The Michigan Attorney General’s office has filed for dismissal regarding a challenge to the state’s scheduled income tax increase. The lawsuit, initially brought forth by the Mackinac Center for Public Policy with support of various co-plaintiffs like local State Senator Ed McBroom (R-WaucedahTownship), has garnered attention not only for its potential financial implications but also for the diverse coalition it represents.
The suit is based on the long-term effect of a law that decreased the state’s income tax requirements, which is currently ranked 17th highest amongst the 50 states. Amongst the plaintiffs in this suit are McBroom, the Associated Builders and Contractors of Michigan, the National Federation of Independent Business, Representative Dale Zorn of Onsted, and six individual taxpayers from different corners of the state. The genesis of this legal skirmish can be traced back to 2015 when Michigan legislators, including two of the current plaintiffs, enacted legislation incorporating an income tax reduction trigger. This mechanism dictated that the current tax rate should decrease when the state’s revenue surpasses inflation by a set margin. Consequently, last year’s robust revenue figures triggered a rollback, reducing the tax rate from 4.25 percent to 4.05 percent.

────────

- **Tasks to carry out**
**A)** Summarize the article on the Michigan income tax lawsuit in two sentences.
**B)** Write the next paragraph of the article on the Michigan income tax lawsuit.
The entries that come next have nothing to do with the text above.

- **Supplied information**
────────

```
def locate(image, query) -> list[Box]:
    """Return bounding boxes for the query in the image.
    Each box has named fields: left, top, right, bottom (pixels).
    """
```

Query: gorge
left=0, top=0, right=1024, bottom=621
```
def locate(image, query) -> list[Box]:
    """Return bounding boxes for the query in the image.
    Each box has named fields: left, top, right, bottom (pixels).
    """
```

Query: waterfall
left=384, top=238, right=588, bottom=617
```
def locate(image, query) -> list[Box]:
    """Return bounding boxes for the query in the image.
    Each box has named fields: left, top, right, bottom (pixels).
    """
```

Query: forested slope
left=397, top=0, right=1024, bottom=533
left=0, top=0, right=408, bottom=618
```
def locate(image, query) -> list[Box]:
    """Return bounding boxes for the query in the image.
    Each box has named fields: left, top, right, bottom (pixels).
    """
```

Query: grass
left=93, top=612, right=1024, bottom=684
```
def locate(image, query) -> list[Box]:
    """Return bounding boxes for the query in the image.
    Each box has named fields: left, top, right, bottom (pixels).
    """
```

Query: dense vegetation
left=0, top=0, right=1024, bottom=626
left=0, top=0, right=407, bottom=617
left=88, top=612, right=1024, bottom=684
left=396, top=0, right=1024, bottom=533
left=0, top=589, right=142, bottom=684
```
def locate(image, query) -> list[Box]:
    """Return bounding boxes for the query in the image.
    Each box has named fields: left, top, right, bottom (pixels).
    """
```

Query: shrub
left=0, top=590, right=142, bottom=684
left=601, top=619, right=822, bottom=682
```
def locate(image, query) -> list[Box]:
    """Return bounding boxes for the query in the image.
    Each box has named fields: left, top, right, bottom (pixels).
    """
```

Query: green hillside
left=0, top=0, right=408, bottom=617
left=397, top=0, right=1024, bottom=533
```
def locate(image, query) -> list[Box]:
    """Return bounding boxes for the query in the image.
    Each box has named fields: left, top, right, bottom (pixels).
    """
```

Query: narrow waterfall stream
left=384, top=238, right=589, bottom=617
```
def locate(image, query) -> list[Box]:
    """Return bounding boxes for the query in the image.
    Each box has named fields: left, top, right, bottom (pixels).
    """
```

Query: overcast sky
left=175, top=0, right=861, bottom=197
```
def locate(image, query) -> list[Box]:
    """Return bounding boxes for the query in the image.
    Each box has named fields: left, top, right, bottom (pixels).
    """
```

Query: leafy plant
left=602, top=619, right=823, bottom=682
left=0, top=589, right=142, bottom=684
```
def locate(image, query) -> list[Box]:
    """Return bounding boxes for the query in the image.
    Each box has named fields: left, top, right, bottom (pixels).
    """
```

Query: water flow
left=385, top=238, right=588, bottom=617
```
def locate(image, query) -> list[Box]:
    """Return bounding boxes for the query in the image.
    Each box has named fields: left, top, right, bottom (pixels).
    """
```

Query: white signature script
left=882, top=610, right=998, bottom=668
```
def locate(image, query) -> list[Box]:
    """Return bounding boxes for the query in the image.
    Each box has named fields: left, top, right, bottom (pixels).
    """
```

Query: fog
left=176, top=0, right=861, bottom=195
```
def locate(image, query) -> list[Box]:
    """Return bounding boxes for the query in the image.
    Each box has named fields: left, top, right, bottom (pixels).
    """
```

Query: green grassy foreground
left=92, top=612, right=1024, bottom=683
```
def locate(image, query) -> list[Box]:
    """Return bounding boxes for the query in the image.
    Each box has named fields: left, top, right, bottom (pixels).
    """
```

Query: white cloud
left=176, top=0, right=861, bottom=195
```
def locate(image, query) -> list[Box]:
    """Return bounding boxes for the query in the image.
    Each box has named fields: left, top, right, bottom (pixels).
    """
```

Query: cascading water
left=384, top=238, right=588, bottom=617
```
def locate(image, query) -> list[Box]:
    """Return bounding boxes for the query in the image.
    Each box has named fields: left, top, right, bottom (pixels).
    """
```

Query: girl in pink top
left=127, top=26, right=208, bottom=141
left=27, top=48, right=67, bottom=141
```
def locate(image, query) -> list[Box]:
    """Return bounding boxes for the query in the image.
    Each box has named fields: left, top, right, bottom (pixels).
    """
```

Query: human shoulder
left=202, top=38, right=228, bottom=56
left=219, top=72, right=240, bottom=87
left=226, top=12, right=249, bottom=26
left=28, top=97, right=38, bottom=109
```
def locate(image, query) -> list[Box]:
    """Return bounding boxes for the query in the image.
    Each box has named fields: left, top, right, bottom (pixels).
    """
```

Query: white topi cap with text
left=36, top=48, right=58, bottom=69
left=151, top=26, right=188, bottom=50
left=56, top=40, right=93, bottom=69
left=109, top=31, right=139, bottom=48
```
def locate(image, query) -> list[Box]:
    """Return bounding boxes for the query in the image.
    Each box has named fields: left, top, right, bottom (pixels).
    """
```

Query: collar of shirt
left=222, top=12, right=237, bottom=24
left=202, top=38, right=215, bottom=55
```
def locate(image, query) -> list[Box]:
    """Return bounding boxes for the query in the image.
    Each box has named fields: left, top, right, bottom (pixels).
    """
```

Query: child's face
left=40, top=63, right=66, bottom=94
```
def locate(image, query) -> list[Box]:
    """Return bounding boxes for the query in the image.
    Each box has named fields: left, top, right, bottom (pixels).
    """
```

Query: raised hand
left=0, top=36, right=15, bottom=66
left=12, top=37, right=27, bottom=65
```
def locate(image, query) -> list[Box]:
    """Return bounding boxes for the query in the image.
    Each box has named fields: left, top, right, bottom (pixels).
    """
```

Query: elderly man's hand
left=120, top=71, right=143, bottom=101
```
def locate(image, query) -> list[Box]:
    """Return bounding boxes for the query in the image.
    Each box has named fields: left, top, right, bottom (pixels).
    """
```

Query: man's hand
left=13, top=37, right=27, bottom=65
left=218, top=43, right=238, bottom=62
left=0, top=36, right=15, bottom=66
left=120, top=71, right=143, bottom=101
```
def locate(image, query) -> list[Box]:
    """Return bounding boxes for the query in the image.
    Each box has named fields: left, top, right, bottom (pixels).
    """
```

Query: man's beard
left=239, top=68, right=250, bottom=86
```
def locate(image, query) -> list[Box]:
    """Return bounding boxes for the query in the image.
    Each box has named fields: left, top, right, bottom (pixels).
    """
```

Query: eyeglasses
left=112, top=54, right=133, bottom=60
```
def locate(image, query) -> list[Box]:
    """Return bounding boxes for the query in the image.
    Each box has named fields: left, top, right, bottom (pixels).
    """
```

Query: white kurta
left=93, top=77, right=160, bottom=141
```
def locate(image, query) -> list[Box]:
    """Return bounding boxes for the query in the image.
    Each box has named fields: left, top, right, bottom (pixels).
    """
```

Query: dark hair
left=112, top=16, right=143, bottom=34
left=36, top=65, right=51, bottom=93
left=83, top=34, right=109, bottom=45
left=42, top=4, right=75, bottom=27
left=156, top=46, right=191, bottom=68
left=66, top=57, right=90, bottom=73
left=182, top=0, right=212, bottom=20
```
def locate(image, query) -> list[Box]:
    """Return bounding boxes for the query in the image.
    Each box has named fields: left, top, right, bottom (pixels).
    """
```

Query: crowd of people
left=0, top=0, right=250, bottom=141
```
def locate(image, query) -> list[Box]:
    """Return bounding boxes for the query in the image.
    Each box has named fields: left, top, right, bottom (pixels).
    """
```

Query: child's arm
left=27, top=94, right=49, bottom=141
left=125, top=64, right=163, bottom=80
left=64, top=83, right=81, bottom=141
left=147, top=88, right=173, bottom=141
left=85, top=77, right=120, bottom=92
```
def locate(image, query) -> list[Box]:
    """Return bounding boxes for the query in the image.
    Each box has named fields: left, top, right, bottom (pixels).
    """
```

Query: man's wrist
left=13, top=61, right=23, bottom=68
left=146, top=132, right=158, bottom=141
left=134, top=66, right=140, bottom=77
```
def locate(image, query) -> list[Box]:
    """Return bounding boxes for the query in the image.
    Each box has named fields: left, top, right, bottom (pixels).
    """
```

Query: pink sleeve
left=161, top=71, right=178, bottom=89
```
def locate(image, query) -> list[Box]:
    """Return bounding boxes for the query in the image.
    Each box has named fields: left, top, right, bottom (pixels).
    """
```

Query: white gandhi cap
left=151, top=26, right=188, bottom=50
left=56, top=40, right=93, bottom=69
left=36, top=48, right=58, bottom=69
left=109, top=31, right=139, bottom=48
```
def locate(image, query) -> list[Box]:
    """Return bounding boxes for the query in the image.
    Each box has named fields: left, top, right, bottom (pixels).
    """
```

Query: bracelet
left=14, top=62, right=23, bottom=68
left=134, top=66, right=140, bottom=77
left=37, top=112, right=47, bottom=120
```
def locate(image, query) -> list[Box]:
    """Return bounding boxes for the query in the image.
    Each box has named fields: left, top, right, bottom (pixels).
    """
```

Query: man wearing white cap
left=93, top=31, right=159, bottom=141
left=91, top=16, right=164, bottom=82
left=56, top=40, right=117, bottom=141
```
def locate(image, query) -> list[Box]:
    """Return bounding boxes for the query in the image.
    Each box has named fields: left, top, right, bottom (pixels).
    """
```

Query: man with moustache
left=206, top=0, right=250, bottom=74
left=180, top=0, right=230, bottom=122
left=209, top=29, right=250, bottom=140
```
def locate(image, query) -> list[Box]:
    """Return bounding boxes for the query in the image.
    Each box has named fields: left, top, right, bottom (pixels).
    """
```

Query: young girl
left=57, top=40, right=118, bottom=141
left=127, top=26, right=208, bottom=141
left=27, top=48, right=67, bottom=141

────────

- **Responses by task**
**A)** The Michigan Attorney General's office has filed for dismissal of a lawsuit challenging the state's scheduled income tax increase, a suit brought by the Mackinac Center for Public Policy with co-plaintiffs including State Senator Ed McBroom, business groups, Representative Dale Zorn and six individual taxpayers. The dispute goes back to a 2015 law with a trigger that lowers the income tax rate when state revenue surpasses inflation by a set margin, and last year's strong revenue cut the rate from 4.25 percent to 4.05 percent.

**B)**
“Most small businesses in Michigan pay the personal income tax rate,” emphasized Shane Hernandez, president of the Associated Builders and Contractors of Michigan. “This lawsuit protects them and all individual taxpayers from the more than half a billion-dollar tax increase set to go into place next year.”
The lawsuit’s primary objective is to halt the state treasurer from implementing an income tax hike in the coming year. If successful, it would stave off an annual tax increase estimated at around $700 million.
“The tax cut was a welcome relief to Michigan’s small businesses,” explained Amanda Fisher, Michigan state director for the NFIB. “As small employers plan their expenses, it is important that they have certainty in what tax provisions are offered. If the attorney general’s interpretation is upheld, it will cause significant tax burdens on small businesses at an already fragile time in the economy.”
However, the Attorney General’s office had thrown a wrench into the works earlier this year when Dana Nessel issued an opinion in March, asserting that the income tax reduction was a one-time deal for this year alone. When the legislation was initially passed, there was widespread agreement from politicians on both sides of the aisle and the media that the rate reduction was intended to be permanent. The House Fiscal Agency’s 2015 analysis of the bill had indicated that the reductions would “continue indefinitely on an annual basis.”
Representative Dale Zorn remarked, “When we debated passing the tax cut trigger in committee hearings and on the floor, it was perfectly clear to everyone there that the reduction was meant to be permanent. Any change to the statute would require the Legislature to act, which we have not done.”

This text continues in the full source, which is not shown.